Rewrite each of the records below, replacing "locate" with "mark" and keeping everything else unchanged. Leave the pictures out of your answer.

-- begin --

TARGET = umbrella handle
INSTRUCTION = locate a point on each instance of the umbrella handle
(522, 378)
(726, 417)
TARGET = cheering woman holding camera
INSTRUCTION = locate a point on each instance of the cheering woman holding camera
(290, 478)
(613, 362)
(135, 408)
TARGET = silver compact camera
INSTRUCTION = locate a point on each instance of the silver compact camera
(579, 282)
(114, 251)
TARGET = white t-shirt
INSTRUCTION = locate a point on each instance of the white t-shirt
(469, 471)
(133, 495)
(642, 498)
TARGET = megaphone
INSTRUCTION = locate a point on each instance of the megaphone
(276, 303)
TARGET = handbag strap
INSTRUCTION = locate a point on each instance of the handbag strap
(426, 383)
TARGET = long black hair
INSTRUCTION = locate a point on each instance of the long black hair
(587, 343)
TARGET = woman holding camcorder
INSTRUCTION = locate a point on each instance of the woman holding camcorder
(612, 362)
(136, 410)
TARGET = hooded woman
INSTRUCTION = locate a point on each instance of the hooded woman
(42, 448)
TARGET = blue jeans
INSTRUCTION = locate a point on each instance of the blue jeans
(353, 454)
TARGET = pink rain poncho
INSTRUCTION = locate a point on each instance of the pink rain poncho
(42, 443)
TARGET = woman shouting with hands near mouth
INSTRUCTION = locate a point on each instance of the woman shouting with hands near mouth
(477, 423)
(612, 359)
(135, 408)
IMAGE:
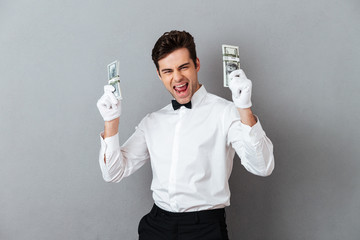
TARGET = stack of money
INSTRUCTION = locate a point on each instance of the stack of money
(114, 78)
(231, 61)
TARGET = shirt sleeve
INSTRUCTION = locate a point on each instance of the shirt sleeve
(125, 160)
(250, 143)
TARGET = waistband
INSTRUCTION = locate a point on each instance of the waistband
(190, 217)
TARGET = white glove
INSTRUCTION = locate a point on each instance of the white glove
(109, 106)
(240, 87)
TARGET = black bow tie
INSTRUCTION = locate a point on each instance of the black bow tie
(177, 105)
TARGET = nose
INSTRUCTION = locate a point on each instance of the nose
(177, 76)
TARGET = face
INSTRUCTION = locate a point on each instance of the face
(178, 73)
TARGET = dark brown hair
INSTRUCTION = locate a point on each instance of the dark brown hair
(171, 41)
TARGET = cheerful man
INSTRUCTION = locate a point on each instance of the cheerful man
(190, 144)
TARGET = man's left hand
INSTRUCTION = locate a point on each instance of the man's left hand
(240, 87)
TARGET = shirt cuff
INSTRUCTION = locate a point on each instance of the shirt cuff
(255, 133)
(109, 144)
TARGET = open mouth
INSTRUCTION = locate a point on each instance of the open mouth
(181, 88)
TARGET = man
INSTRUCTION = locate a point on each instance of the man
(190, 143)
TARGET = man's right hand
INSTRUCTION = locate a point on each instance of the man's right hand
(109, 106)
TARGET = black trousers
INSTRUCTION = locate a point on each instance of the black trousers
(202, 225)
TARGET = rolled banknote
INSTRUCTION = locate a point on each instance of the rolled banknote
(114, 78)
(231, 61)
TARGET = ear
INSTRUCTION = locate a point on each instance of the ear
(197, 64)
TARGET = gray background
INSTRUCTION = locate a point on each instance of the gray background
(302, 56)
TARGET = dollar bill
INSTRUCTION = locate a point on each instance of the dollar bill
(231, 61)
(114, 78)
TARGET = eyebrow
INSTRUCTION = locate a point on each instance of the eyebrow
(169, 69)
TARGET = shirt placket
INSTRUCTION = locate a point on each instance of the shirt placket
(175, 161)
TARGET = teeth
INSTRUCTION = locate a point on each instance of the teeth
(181, 85)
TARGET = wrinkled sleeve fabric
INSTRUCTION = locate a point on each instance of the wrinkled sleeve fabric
(251, 144)
(125, 160)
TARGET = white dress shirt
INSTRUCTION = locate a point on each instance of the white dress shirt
(191, 153)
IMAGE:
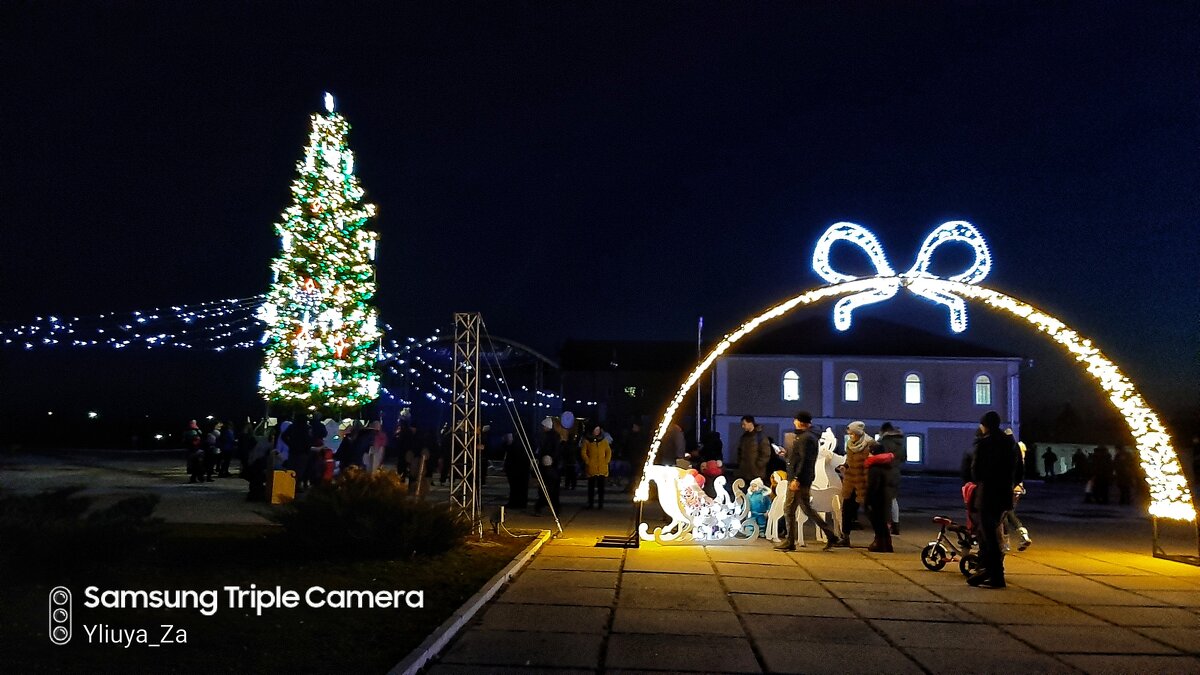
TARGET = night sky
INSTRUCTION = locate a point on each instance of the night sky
(615, 169)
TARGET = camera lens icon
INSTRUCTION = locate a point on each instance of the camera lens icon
(60, 615)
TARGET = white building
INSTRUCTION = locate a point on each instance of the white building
(936, 400)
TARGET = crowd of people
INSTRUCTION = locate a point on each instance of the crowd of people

-- end --

Output:
TARGET = umbrella handle
INSTRUCTION = mark a point on each instance of the umbrella handle
(522, 378)
(726, 417)
TARGET = cheering woman holding camera
INSTRUCTION = mark a point on each instance of the cheering woman holding camera
(290, 478)
(613, 362)
(135, 408)
TARGET = silver compact camera
INSTRUCTION = mark a point on each instance of the silver compact camera
(579, 282)
(114, 251)
TARGET = white t-shirt
INSTRUCTION = mark a point on each instance of the white t-shirt
(469, 471)
(133, 495)
(642, 498)
TARGET = megaphone
INSTRUCTION = mark a point on each instance of the megaphone
(276, 303)
TARGET = handbag strap
INSTRUCTION = mark a point on each instance of the handbag strap
(426, 383)
TARGET = long black hair
INSTRUCTION = mark a point on each instance of the long black hair
(587, 343)
TARGET = woman holding camcorder
INSTRUCTION = mark a point on each instance of the woman holding camcorder
(612, 362)
(136, 410)
TARGET = hooded woman
INSTRUCTION = mark a point on each instance of the hooded woman
(42, 448)
TARGET = blue jeans
INSTRUCTION = mark a point on each instance of the blue jeans
(353, 454)
TARGET = pink rain poncho
INSTRUCTION = mark a point on each instance of the pink rain poncho
(42, 443)
TARGET = woman shouting with hands near mouth
INSTRUCTION = mark a point on each instance of the woman shouting with hands near mouth
(477, 423)
(612, 359)
(135, 408)
IMAGE:
TARGET = stack of money
INSTRUCTION = mark a point on each instance of the stack of money
(114, 78)
(231, 61)
TARGET = shirt sleeve
INSTRUCTION = mark a point on each instance of the shirt sleeve
(125, 160)
(250, 143)
TARGET = waistband
INSTRUCTION = mark a point on each instance of the waistband
(190, 217)
TARGET = white glove
INSTRUCTION = mark a point on each instance of the white glove
(109, 106)
(240, 87)
TARGET = black bow tie
INSTRUCTION = mark a point on each instance of the black bow tie
(177, 105)
TARGET = nose
INSTRUCTION = mark a point on each instance of the nose
(177, 76)
TARGET = face
INSTRUCTION = mark a point on each instance of the face
(178, 73)
TARGET = dark brown hair
INSTRUCTION = mark a point on each instance of the dark brown hair
(171, 41)
TARGET = cheerful man
INSTRUCTION = mark a point on each instance of the cheerful man
(190, 144)
TARGET = man's left hand
INSTRUCTION = mark a point on each instance of the man's left hand
(240, 87)
TARGET = shirt cuff
INSTRUCTION = mark a point on each instance of the shirt cuff
(255, 133)
(109, 144)
TARGET = open mouth
INSTRUCTION = mark a point on each instance of the open mouth
(181, 88)
TARGET = man
INSTRUCTION = mark a point on each instance of the man
(190, 143)
TARGET = man's right hand
INSTRUCTION = mark a point on each instance of the man's right hand
(109, 106)
TARGET = black trousers
INSTRUCTION = mark a point on each instance of the black trousers
(202, 225)
TARGET = rolled banknote
INSTRUCTION = mark a point on each instance of the rolled banknote
(114, 78)
(231, 61)
TARGET = ear
INSTRUCTION = mark a point on each instance of the ear
(197, 64)
TARGET = gray background
INSTRUCTION = mark a point on each instance of the gray background
(302, 56)
TARGET = dollar bill
INSTRUCTION = mark a point on each instance of the dollar bill
(231, 61)
(114, 78)
TARGET = eyebrow
INSTRUCTION = mark a point on each instance of the eyebrow
(169, 69)
TARGET = shirt placket
INSTRUCTION = mark a point on each instance of the shirt placket
(175, 161)
TARGET = teeth
INSTRUCTION = mark a point on each instance of the teeth
(181, 85)
TARGET = wrinkled sleeve fabric
INSTRUCTION = mark a point on each instance of the wrinkled sleeve fabric
(251, 144)
(125, 160)
TARGET = white dress shirt
INSTRUCTION = mark a point on each instance of the white dress shirt
(191, 153)
IMAGE:
TARGET = night sky
INSTRUCTION = mark a point on each instance of the night sky
(615, 169)
TARGET = camera lens icon
INSTRUCTION = mark a point on each instance of the camera lens icon
(60, 615)
TARGET = white building
INSTRUCTION = mark a point on each instance of the white building
(936, 400)
TARGET = crowd of people
INSTRUCTION = mark a point on each instance of the crowd of people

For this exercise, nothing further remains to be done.